## Given text:
[start]

The times they are a’changin’
words and pictures by Tony Brown
|It’s ten years now since I finally got to own one of the cars of my dreams, the Lynx D-type short nose, which at the time I hummed and hahed about, wondering if I was doing the right thing paying a rather considerable sum for what, after all, is just a replica, and nowhere near a real copy at that.|
The Lynx is based on an E-type, has the front A-frames of such, a Jaguar gearbox, and the rear cage and independent suspension that marked the enormous leap forward in technology for Jaguar and which formed the basis of their cars for over twenty years.
The origin of my car was a LHD 2+2 1967 American car. I have to say that I haven’t ever regretted the decision since, having done many a track day and rally with the car, I have enjoyed virtually every minute of the ownership of a car which has become very collectable in its own right.
|Yet, over all that time I have always yearned to go one step further and to own that rarest of road going racers, the mythical XKSS, the car most notably owned and loved by Steve McQueen.|
Not having won the lottery this was always likely to remain just that, a dream, but then in 2006 came the opportunity to own another Lynx D-type, this time the far more common, if that is the right word, long nose.
The idea was to have my cake and eat it, to convert the short nose into an XKSS and have both an out and out racer and a more civilised touring car. Somehow it just never happened, and in the end I sold the long nose, going off at a tangent to recreate the 1952 Le Mans “Kettle” C-type, a journey that had already commenced some years before in researching this strange car and seeking out all photos that I could find just to enhance my knowledge of the Jaguar marque.

[end]

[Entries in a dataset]
[start]

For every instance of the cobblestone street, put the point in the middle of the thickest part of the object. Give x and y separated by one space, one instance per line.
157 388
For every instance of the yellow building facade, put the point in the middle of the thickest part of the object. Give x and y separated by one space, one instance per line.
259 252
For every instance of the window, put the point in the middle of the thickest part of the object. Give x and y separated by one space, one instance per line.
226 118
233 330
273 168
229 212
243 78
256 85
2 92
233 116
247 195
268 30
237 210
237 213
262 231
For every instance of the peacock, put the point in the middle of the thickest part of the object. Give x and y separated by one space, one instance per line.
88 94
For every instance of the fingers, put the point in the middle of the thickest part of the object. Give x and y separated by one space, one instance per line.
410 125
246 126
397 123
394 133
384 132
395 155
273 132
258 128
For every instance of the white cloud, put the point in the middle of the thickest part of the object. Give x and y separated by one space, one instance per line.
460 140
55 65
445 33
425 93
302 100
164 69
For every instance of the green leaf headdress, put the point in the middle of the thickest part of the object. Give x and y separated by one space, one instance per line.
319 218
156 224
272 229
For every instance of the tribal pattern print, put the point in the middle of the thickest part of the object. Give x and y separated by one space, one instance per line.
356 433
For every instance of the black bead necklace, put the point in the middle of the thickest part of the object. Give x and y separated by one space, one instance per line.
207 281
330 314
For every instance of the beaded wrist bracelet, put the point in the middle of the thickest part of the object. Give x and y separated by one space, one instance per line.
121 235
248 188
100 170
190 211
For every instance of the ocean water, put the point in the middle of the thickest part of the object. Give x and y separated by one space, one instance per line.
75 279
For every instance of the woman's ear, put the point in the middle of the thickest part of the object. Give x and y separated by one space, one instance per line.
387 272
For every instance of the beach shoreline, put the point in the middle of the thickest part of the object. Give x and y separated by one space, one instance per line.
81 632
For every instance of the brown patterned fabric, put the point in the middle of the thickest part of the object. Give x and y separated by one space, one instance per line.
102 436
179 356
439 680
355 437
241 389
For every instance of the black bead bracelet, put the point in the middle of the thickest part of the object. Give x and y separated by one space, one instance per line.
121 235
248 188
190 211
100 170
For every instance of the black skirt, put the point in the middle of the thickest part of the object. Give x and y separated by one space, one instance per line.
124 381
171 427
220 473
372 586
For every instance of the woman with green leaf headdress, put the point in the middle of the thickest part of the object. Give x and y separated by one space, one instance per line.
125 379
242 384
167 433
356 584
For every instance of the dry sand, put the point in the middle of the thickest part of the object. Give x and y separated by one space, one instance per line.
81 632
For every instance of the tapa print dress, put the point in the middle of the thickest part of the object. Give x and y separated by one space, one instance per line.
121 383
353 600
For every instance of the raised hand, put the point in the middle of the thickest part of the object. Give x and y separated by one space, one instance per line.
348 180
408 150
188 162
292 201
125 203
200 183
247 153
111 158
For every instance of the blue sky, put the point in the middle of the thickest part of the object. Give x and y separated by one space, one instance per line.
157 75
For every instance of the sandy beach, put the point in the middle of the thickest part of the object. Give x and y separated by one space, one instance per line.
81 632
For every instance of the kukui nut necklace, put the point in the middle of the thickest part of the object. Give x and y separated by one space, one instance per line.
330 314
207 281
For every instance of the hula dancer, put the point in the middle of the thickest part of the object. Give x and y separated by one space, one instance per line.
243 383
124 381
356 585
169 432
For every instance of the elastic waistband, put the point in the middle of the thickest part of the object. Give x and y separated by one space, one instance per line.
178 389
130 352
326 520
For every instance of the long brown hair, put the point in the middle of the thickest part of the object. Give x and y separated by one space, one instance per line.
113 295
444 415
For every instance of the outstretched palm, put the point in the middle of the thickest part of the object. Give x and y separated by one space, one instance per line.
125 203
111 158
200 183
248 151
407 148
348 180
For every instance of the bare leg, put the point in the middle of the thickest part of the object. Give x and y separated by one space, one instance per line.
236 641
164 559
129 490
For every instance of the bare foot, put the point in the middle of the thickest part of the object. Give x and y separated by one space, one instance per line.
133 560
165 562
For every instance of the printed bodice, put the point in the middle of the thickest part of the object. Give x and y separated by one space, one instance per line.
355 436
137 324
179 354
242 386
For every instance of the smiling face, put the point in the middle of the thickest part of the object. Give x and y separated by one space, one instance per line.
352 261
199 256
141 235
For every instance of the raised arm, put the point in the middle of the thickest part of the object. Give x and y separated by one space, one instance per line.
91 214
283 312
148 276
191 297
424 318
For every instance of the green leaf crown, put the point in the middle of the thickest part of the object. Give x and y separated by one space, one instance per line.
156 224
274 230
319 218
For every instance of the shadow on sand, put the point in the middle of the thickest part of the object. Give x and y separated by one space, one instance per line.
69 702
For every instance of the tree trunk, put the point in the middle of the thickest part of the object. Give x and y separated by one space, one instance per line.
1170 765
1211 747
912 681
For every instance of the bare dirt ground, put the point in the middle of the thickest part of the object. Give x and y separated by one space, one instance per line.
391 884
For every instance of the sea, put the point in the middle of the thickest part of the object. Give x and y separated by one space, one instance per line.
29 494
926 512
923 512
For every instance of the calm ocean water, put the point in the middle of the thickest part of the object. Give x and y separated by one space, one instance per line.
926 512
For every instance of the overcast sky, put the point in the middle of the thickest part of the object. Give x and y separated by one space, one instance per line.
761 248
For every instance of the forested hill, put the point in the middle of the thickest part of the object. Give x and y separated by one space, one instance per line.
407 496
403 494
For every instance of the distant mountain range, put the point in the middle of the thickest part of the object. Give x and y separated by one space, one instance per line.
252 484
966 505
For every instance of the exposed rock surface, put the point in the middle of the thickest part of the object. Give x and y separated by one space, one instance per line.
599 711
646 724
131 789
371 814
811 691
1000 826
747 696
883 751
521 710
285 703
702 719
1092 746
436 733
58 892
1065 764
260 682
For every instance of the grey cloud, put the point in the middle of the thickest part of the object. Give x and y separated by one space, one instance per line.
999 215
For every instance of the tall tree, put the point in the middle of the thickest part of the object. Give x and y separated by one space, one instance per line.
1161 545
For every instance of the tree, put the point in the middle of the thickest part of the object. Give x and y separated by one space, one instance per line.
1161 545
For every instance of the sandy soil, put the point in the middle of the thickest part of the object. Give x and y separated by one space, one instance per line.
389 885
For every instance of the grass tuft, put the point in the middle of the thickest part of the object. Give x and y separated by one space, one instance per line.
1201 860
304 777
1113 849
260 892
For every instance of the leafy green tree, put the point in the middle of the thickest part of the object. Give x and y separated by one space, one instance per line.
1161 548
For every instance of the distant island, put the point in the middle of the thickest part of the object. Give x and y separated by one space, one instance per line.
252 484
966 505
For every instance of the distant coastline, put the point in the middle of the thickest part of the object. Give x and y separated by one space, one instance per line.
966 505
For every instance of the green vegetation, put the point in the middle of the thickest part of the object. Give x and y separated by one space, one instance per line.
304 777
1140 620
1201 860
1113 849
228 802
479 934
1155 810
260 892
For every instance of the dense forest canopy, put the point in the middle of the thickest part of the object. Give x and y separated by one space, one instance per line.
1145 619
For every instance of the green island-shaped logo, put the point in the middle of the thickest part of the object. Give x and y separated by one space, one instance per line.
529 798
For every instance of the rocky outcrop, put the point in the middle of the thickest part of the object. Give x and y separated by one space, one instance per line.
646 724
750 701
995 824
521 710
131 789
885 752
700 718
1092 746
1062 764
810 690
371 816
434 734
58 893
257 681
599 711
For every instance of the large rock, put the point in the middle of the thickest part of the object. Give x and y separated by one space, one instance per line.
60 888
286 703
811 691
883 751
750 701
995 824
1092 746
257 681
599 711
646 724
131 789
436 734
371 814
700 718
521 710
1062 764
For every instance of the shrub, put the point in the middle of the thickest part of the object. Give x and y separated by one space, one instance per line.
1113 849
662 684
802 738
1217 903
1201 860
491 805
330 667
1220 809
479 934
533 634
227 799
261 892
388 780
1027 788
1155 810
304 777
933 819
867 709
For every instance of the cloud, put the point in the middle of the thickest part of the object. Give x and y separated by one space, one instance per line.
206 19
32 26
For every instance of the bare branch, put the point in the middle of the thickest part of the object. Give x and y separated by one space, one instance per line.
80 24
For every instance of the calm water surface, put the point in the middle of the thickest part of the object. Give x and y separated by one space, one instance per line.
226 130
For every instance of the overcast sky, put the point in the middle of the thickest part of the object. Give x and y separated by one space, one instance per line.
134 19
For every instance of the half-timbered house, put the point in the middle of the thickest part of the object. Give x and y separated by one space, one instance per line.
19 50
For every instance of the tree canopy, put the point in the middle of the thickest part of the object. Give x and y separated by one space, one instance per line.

[end]

## Task set:
A – Reproduce from the Lynx D-type article everything from "The origin of" down to "word, long nose.".
B – Answer these questions using the Lynx D-type article:
(i) What car was the origin of the writer's Lynx D-type short nose?
(ii) In what year did the opportunity to own a second Lynx D-type arise?
(iii) Which car did the writer set out to recreate after selling the long nose?
C – Resume the Lynx D-type article after its final sentence.

## Results for each task:
A –
The origin of my car was a LHD 2+2 1967 American car. I have to say that I haven’t ever regretted the decision since, having done many a track day and rally with the car, I have enjoyed virtually every minute of the ownership of a car which has become very collectable in its own right.
|Yet, over all that time I have always yearned to go one step further and to own that rarest of road going racers, the mythical XKSS, the car most notably owned and loved by Steve McQueen.|
Not having won the lottery this was always likely to remain just that, a dream, but then in 2006 came the opportunity to own another Lynx D-type, this time the far more common, if that is the right word, long nose.

B –
(i) A LHD 2+2 1967 American car.
(ii) 2006.
(iii) The 1952 Le Mans "Kettle" C-type.

C –
|I never regretted this move, though the journey was long and tortuous, but then the financial crisis meant the car had to be sold and I was left back at square one with the short nose D-type.|
Getting older, I found that lack of luggage space, rain wind and – on occasions – hail and even snow in the face were becoming more than tiresome, so after negotiations the car was sent to CKL to transform the car into an XKSS, so that such luxuries as a windscreen, wipers and a vestigial hood plus a luggage rack could turn her into a practical tourer while at the same time leaving the dynamic chassis and trackability intact.
|So the decision was made, notwithstanding much hesitation in view of my love of the car as she was, and off she was despatched to CKL in Sussex in October 2011. Many people have expressed their surprise at just how much difference there is between a short nose D-type and an XKSS, thinking, and perhaps logically so, that all that really needed to be done was to rip off the head rest and fin, put on a hood and vestigial bumpers, and that was that. I guess that before I started down this road I too was of the same opinion, but boy, it ain’t so!|
Firstly we had to source the extremely rare parts or have them made, and it is usually better to buy ready-made than to have them made especially for the project, and here we were more than lucky in that we “found” the original spare set of bumpers from the McQueen XKSS, but when offered up you can see just how out of shape the rear of the Lynx was when made. It took a lot of hammering before they fitted perfectly.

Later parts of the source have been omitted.